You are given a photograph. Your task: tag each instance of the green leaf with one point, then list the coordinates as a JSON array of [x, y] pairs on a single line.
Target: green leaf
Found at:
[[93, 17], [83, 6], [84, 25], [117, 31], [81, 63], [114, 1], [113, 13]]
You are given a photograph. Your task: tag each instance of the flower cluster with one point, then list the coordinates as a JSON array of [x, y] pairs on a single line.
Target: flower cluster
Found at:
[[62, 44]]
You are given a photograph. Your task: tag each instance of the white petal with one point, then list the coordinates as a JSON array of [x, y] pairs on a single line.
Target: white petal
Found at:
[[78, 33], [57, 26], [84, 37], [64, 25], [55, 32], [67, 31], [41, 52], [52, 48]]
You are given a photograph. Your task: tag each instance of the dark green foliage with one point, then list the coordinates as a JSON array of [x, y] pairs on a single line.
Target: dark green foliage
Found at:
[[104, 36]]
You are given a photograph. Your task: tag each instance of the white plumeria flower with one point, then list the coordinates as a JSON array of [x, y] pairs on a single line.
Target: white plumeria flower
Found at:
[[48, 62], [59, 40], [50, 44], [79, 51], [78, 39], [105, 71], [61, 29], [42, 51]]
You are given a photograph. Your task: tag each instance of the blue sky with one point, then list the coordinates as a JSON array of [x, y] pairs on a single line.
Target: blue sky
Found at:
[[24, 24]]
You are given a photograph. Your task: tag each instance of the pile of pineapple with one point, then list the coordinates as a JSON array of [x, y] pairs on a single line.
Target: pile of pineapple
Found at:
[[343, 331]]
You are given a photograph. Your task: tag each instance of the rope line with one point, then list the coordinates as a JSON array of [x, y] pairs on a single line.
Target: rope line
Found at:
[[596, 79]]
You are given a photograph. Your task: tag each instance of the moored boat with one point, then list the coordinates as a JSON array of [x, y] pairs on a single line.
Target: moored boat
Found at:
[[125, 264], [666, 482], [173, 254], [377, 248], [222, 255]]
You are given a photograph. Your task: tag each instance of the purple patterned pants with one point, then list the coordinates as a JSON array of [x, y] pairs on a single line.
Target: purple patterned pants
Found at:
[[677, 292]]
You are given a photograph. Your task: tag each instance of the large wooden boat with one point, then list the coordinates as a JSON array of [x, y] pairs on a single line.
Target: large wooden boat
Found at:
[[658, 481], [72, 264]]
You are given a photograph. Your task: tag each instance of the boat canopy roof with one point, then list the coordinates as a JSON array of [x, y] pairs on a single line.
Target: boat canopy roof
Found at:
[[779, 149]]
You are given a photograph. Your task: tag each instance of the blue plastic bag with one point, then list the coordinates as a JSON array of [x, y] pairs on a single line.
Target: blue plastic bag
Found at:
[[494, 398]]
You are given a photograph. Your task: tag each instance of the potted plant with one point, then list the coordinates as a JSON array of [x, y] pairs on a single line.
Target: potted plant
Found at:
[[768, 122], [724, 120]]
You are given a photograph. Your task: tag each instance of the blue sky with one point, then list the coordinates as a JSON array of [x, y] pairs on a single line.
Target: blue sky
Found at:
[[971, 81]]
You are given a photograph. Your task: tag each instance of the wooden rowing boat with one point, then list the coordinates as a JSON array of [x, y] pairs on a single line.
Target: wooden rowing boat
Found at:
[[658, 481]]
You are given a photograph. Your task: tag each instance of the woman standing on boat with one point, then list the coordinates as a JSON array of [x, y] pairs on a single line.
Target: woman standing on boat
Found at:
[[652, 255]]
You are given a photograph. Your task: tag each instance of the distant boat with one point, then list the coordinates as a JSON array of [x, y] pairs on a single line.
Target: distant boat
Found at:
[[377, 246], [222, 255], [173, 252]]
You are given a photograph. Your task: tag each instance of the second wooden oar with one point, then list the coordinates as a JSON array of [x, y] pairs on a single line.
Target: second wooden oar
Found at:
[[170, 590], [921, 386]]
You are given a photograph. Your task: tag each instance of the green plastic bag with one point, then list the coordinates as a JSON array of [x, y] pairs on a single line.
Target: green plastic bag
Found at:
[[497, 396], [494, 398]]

◆ EXERCISE DETAILS ◆
Can you convert every line of the listing above into a Markdown table with a Row column holding the line number and a Line column holding that line's text, leaving out any blank lines?

◆ RIGHT ANSWER ◆
| Row | Line |
|---|---|
| 1 | You are given a photograph. Your task: tag each instance of the green leaf with one point, then list the coordinates as a JSON array of [x, y] pairs on a single line. |
| 2 | Target: green leaf |
| 3 | Found at: |
| 4 | [[93, 17], [83, 6], [84, 25], [117, 31], [81, 63], [114, 1], [113, 13]] |
| 5 | You are given a photograph. Your task: tag each instance of the flower cluster with one point, then list the coordinates as a JSON array of [x, y] pairs on a single line. |
| 6 | Target: flower cluster |
| 7 | Found at: |
| 8 | [[62, 44]] |
| 9 | You are given a photograph. Your task: tag each instance of the white petal with one point, then list the coordinates as a JSON array of [x, y] pairs on a single line. |
| 10 | Target: white petal |
| 11 | Found at: |
| 12 | [[78, 33], [57, 26], [84, 37], [64, 25], [55, 32], [67, 31], [41, 52], [52, 48]] |
| 13 | You are given a photograph. Your task: tag each instance of the dark green foliage with one point, then list the coordinates as a JSON array of [x, y] pairs on a single line. |
| 14 | Target: dark green foliage |
| 15 | Found at: |
| 16 | [[104, 36]] |
| 17 | You are given a photograph. Your task: tag each instance of the white plumeria flower with one point, then list the coordinates as a JSON array of [x, y] pairs on a single line. |
| 18 | Target: white plumeria flower |
| 19 | Found at: |
| 20 | [[48, 62], [59, 40], [50, 44], [79, 51], [78, 39], [105, 71], [61, 29], [42, 51]] |
| 21 | You are given a photograph. Your task: tag each instance of the blue sky with one point, then list the coordinates as a JSON array of [x, y] pairs on a single line. |
| 22 | Target: blue sky |
| 23 | Found at: |
| 24 | [[24, 24]] |
| 25 | You are given a photograph. Your task: tag each instance of the pile of pineapple with one point, then list the coordinates as a JSON array of [x, y] pairs on a single line. |
| 26 | Target: pile of pineapple |
| 27 | Found at: |
| 28 | [[343, 331]] |
| 29 | You are given a photograph. Your task: tag each instance of the rope line with one point, then list the coordinates as a JSON array of [x, y] pairs on a single line. |
| 30 | Target: rope line |
| 31 | Found at: |
| 32 | [[596, 79]] |
| 33 | You are given a photograph. Your task: tag each instance of the moored boat with one point, then list the coordinates as a JSON array of [x, y] pairs on a single line. |
| 34 | Target: moored boat |
| 35 | Found at: |
| 36 | [[125, 264], [666, 482], [173, 254], [377, 248], [222, 255]] |
| 37 | You are given a photograph. Your task: tag each instance of the purple patterned pants with one point, then list the coordinates as a JSON array of [x, y] pairs on a single line. |
| 38 | Target: purple patterned pants |
| 39 | Found at: |
| 40 | [[677, 292]] |
| 41 | You are given a photograph. Your task: tag each instance of the large wooden boat with one point, then list the coordinates as a JSON array of [x, y] pairs on a single line. |
| 42 | Target: large wooden boat |
| 43 | Found at: |
| 44 | [[658, 481], [72, 264]] |
| 45 | You are given a photograph. Your task: tag each instance of the boat canopy roof with one point, then list the coordinates as a JSON array of [x, y] pairs on a single line. |
| 46 | Target: boat canopy roof |
| 47 | Found at: |
| 48 | [[779, 149]] |
| 49 | You are given a photograph. Your task: tag each instance of the blue plastic bag with one point, then list the coordinates as a JSON array of [x, y] pairs on a single line. |
| 50 | Target: blue plastic bag |
| 51 | Found at: |
| 52 | [[494, 398]] |
| 53 | You are given a photograph. Your task: tag each instance of the potted plant with one point, then list the coordinates as a JSON array of [x, y] pairs on a single line. |
| 54 | Target: potted plant |
| 55 | Found at: |
| 56 | [[768, 122], [724, 120]] |
| 57 | You are given a photograph. Your task: tag each instance of the blue sky with one point, then list the coordinates as a JSON array of [x, y] pairs on a single line. |
| 58 | Target: blue sky |
| 59 | Found at: |
| 60 | [[971, 81]] |
| 61 | You are given a photograph. Your task: tag each instance of the wooden rowing boat with one point, then list the coordinates as a JSON array of [x, y] pairs on a single line. |
| 62 | Target: wooden rowing boat |
| 63 | Found at: |
| 64 | [[658, 481]] |
| 65 | You are given a photograph. Your task: tag each instance of the woman standing on boat with one point, then list the coordinates as a JSON array of [x, y] pairs on a single line. |
| 66 | Target: woman standing on boat |
| 67 | Found at: |
| 68 | [[652, 255]] |
| 69 | You are given a photograph. Your task: tag each instance of the distant boat with one point, then list the coordinates as a JSON array of [x, y] pairs on a single line. |
| 70 | Target: distant boat |
| 71 | Found at: |
| 72 | [[377, 246], [222, 255], [173, 252]] |
| 73 | You are given a photograph. Your task: tag each instance of the second wooden oar with one point, then list the coordinates as a JSON array of [x, y] pairs on a single line. |
| 74 | Target: second wooden oar |
| 75 | Found at: |
| 76 | [[170, 590], [921, 386]] |
| 77 | You are given a photograph. Your task: tag each instance of the green plastic bag with one point, then list the coordinates as a JSON array of [x, y] pairs on a single line. |
| 78 | Target: green plastic bag |
| 79 | Found at: |
| 80 | [[497, 396], [494, 398]] |